## TASK DESCRIPTION
In the records below, render the lines from the one containing "For every instance of the tire" through the one containing "x=212 y=402" as a JSON list of strings, one string per line, with blank lines omitted.

## PROVIDED INFORMATION
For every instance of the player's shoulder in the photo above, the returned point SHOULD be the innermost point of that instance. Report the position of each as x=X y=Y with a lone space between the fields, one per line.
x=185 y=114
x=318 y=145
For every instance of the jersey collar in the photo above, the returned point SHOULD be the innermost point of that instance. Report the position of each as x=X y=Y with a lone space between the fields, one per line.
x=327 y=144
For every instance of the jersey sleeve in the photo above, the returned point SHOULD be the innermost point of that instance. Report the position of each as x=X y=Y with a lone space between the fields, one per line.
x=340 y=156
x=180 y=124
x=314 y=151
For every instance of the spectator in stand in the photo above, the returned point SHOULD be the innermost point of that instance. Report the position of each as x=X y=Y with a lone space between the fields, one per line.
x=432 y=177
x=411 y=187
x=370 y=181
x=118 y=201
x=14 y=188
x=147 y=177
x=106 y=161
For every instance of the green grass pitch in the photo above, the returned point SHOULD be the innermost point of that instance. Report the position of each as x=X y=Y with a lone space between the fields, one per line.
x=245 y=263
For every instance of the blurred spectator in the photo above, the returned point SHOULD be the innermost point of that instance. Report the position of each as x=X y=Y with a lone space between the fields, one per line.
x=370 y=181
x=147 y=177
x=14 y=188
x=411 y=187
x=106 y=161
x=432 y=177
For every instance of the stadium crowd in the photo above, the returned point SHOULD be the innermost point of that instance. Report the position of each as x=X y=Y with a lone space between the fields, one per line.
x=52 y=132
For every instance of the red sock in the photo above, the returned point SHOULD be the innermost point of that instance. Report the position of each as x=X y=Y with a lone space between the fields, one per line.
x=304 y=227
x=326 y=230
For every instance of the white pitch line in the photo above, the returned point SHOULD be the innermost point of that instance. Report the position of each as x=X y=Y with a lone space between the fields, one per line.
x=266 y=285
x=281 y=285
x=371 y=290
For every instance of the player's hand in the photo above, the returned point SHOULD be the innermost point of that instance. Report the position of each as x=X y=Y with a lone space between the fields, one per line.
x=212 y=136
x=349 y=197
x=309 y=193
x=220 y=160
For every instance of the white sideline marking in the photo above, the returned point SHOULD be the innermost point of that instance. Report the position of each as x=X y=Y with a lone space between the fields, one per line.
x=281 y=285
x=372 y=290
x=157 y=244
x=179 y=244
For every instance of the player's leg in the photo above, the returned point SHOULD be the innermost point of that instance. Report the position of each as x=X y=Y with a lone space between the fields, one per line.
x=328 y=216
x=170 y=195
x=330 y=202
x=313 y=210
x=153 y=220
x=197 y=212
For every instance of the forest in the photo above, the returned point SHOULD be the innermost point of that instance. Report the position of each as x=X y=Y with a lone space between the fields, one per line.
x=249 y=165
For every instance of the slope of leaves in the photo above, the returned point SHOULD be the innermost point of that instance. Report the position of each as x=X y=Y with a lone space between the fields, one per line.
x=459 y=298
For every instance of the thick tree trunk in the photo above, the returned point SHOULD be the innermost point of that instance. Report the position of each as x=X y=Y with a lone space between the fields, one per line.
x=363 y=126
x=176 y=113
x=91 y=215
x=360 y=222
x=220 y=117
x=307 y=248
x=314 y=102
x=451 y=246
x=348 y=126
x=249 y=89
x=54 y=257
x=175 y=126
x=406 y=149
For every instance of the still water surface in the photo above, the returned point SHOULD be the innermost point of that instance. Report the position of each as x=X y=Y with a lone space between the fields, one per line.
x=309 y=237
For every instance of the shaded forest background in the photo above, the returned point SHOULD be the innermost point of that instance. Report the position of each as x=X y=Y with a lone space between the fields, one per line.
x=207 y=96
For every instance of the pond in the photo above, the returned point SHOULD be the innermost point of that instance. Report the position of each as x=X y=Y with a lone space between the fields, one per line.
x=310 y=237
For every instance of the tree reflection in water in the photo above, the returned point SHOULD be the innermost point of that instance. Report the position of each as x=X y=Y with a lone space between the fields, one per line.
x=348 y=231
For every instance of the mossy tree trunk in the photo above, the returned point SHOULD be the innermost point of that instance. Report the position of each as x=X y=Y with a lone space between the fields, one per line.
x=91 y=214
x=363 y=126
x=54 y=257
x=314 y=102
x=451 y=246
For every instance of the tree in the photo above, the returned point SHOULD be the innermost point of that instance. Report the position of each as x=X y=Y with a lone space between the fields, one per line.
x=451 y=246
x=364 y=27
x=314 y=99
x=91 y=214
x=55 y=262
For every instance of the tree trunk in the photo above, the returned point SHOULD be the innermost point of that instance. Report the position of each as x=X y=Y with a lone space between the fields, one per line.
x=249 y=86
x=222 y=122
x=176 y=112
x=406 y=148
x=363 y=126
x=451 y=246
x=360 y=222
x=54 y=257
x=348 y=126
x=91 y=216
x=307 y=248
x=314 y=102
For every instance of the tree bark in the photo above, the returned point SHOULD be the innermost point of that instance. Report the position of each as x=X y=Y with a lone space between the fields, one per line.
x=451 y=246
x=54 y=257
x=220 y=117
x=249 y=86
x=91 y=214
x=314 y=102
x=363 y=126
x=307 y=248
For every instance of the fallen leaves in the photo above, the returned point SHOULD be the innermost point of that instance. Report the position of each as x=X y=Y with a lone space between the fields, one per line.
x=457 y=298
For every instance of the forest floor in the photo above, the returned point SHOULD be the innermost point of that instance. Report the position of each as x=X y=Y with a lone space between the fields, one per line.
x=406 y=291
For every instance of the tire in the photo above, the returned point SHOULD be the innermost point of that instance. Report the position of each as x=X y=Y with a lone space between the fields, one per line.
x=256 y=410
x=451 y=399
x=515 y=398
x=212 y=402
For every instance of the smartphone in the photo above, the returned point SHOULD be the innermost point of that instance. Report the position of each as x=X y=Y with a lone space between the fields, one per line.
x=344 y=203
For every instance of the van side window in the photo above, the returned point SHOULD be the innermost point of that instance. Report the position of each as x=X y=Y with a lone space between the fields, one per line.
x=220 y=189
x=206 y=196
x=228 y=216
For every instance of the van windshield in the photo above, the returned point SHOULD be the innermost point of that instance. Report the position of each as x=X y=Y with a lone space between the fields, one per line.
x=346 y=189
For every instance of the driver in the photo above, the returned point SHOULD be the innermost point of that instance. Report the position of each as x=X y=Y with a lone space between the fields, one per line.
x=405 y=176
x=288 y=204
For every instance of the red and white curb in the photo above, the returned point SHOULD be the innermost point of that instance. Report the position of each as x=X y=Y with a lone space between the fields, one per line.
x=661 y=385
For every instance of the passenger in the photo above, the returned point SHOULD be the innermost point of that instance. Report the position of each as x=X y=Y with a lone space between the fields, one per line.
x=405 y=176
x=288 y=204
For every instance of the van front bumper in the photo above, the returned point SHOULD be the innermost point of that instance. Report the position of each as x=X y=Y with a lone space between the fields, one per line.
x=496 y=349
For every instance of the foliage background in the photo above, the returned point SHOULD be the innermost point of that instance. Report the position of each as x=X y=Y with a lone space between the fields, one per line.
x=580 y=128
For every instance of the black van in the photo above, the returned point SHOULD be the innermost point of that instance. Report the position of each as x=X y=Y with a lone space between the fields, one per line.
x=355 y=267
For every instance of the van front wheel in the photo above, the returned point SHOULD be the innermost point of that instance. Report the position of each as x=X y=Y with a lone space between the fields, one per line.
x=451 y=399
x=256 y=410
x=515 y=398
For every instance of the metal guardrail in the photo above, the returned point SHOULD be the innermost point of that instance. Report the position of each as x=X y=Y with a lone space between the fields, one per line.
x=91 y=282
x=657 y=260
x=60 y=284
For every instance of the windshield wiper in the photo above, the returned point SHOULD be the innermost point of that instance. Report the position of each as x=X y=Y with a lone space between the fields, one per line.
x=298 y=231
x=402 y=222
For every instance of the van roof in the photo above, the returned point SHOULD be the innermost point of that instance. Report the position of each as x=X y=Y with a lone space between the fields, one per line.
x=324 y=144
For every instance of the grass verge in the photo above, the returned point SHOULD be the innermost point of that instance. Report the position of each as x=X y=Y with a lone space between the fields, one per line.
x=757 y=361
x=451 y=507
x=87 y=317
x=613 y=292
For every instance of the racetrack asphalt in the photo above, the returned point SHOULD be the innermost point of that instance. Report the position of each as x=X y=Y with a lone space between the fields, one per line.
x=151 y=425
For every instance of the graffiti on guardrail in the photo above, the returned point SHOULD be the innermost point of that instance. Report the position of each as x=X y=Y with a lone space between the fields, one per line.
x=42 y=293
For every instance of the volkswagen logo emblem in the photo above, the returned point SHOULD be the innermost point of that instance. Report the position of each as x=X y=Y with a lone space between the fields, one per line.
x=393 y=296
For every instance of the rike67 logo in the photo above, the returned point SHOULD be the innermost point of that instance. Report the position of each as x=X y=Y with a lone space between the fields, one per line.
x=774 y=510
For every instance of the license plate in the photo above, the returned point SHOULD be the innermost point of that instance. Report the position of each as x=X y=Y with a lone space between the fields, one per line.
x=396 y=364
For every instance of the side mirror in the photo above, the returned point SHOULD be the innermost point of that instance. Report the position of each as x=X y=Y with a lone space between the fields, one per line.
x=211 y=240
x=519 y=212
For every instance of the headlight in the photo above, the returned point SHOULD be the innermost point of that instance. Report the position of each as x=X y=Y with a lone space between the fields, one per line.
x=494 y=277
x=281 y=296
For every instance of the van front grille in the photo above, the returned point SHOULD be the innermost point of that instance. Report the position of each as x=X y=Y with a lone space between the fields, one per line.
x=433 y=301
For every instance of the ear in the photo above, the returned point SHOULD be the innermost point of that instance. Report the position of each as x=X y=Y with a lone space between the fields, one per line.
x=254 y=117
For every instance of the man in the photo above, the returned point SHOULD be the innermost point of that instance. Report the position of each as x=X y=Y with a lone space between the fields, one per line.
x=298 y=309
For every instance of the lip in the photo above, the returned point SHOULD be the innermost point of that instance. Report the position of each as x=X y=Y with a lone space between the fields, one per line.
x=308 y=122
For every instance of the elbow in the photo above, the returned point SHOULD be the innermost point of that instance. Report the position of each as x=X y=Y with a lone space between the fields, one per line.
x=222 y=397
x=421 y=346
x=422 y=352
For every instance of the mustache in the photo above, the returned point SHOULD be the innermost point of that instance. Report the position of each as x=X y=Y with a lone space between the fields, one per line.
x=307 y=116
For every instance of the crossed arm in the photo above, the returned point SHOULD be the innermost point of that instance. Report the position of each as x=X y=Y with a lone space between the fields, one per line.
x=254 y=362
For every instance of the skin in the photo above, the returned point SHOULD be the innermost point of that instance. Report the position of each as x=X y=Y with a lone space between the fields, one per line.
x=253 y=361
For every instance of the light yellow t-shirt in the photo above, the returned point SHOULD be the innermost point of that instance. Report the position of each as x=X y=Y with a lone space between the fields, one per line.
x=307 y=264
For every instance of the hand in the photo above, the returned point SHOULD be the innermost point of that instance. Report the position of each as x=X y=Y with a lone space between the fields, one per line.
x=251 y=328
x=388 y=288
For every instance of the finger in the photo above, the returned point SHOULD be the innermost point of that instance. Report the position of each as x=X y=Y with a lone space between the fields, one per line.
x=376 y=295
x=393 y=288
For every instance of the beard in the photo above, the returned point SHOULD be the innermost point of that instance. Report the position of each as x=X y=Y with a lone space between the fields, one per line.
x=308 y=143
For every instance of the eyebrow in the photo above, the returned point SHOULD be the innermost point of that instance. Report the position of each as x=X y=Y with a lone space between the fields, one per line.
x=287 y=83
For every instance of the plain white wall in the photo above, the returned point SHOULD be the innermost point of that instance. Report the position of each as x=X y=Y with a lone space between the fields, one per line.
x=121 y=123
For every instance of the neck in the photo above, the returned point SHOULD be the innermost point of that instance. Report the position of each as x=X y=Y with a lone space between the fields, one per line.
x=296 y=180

## EXERCISE OUTPUT
[
  "For every instance of the tire in the photo above, the returned point SHOULD be the innermost point of that instance. Report the position of each as x=X y=Y with a lone space between the fields, one per line.",
  "x=256 y=410",
  "x=451 y=399",
  "x=515 y=398",
  "x=212 y=402"
]